◆ Dataset extract ◆
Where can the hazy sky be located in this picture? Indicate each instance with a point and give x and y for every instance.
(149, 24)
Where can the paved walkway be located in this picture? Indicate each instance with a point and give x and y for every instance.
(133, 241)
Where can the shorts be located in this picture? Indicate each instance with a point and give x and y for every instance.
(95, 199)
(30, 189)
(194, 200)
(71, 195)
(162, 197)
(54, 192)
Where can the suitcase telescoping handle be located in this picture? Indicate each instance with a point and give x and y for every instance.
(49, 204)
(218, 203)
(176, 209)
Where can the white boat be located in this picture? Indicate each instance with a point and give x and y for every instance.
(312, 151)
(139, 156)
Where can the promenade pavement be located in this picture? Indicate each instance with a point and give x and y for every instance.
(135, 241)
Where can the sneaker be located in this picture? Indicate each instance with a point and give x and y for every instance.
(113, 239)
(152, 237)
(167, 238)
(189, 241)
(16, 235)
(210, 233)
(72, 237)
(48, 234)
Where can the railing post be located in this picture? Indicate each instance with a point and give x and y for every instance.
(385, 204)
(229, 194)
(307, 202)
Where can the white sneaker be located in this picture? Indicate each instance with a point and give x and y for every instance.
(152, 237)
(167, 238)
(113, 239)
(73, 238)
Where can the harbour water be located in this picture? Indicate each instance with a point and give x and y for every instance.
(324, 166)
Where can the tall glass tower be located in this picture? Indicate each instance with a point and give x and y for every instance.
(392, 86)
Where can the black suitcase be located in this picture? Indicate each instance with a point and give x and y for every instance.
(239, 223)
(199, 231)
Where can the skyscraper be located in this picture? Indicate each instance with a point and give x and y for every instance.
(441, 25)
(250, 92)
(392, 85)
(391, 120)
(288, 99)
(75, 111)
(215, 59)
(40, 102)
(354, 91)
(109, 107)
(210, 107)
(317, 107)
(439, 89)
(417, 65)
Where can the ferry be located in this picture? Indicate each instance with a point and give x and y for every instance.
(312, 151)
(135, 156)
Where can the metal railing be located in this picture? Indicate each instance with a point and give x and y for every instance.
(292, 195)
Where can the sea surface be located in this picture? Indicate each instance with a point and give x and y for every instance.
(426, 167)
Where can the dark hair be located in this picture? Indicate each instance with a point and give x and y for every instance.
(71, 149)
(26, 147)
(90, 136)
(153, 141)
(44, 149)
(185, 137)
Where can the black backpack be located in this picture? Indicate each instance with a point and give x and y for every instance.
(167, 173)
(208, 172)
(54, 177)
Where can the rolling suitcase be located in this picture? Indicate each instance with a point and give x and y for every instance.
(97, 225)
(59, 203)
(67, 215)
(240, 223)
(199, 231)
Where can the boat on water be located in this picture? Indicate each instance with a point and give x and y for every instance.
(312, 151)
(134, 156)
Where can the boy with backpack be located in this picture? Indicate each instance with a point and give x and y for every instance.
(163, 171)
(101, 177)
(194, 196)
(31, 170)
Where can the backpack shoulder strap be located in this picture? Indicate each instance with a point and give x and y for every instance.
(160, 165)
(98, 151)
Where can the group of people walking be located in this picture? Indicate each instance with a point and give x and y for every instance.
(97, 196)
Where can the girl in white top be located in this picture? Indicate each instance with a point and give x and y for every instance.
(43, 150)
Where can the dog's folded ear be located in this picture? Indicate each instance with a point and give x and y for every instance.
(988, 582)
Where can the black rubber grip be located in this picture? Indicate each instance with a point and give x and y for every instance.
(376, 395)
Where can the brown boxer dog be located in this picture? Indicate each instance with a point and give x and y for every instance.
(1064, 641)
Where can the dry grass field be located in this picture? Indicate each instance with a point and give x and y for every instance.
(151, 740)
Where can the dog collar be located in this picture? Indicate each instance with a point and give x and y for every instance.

◆ What the exercise asks ◆
Output the data exactly, so that every line matches the original.

◆ Solution to this task ◆
Where can the hazy sky be located in this picture? Indicate each instance with a point and give x and y for every instance.
(149, 24)
Where can the paved walkway be located in this picture? Indicate each instance with a point and give x and y for every instance.
(133, 241)
Where can the shorts be located in this picture? Indicate each instance with a point and give x and y for every instance.
(95, 199)
(30, 189)
(194, 200)
(71, 195)
(162, 197)
(54, 192)
Where can the suitcase telescoping handle be located in this picture? Indicate each instance with a point and give x and y for every instance.
(49, 204)
(218, 203)
(176, 209)
Where can the white boat be located in this picture? Indicate each instance with a point and give x and y for every instance.
(312, 151)
(139, 156)
Where can the promenade pavement be located in this picture? Indicate each instance with a point and give x and y for every instance.
(135, 241)
Where can the sneaker be located in this picture? Indicate each instance with a point and give x and y for every instance.
(113, 239)
(152, 237)
(167, 238)
(189, 241)
(16, 235)
(210, 233)
(72, 237)
(48, 234)
Where can the railing post be located in this picture? Indicate each instance with a point and give x and y for every instance.
(385, 204)
(229, 194)
(307, 202)
Where can the white sneaker be located in this picture? Indicate each instance with a point and give x and y for every instance.
(152, 237)
(167, 238)
(113, 239)
(73, 238)
Where can the harbour water be located in this picture? Indicate each instance with a point and give x and y for every instance.
(324, 166)
Where can the tall glass tower be located in this picture? Indicate each instance with a point and give x and y for every instance.
(392, 86)
Where can the black suitcase be located in this picture? Indicate each instance with a point and give x and y for every instance.
(239, 223)
(199, 231)
Where can the skyscraper be located in this picture? Indicate each instance with a point and give x and y for every instance.
(441, 25)
(250, 92)
(392, 85)
(391, 120)
(288, 99)
(75, 111)
(215, 59)
(40, 102)
(354, 91)
(109, 107)
(210, 107)
(317, 107)
(439, 89)
(417, 65)
Where can the ferry be located in this picture? Indicate each instance with a point and give x and y for every instance.
(312, 151)
(135, 156)
Where can the metal railing be located in this picture? Indicate each instance with a point and give x and y for every instance.
(292, 195)
Where can the sea surface be located in this picture? Indicate each instance with a point and give x and y for every instance.
(426, 167)
Where can the dark hair be located in this picture? Indicate each instance with a point and give x and y for every instance.
(71, 149)
(26, 147)
(90, 136)
(153, 141)
(44, 149)
(185, 137)
Where can the black backpack be located in this picture? Indicate each instance with a point and give x and y for every instance.
(167, 173)
(208, 172)
(54, 177)
Where can the rolling suitcase be located in this picture? Indicate each instance with a point and give x and y for every instance.
(97, 225)
(59, 203)
(67, 215)
(240, 223)
(199, 231)
Where can the boat on water be located in this picture? Indicate each instance with a point and give x and y for every instance.
(312, 151)
(134, 156)
Where can the boy with backpack be located in this picture? Indicate each instance with a point and give x and y for every instance.
(163, 171)
(101, 177)
(194, 196)
(31, 170)
Where can the backpack shoulder strap be located in this picture? Indicate each instance with a point and give x and y for every instance.
(160, 165)
(98, 151)
Where can the group of people walking be located in this picture? Indicate each instance with a point and give x and y for every instance.
(97, 196)
Where can the girl in white top be located in this picture? Indicate each instance with a point and give x and y for every instance.
(43, 150)
Where can the dog's folded ear be located in this picture? Indicate each instance with a point and give x and y for every instance.
(988, 582)
Where can the black rubber grip be located in this picture? Indicate each instance with a point and give x and y for every instance.
(376, 395)
Where can the brown boxer dog be located in this picture? Indicate each instance with a point and give x and y for every instance.
(1064, 641)
Where can the dry grass field be located in this picture? Indicate each instance with a point and give x and y for every instance.
(151, 740)
Where can the dog collar be located in this picture? Indicate each instance with a point and give x and y for every instance.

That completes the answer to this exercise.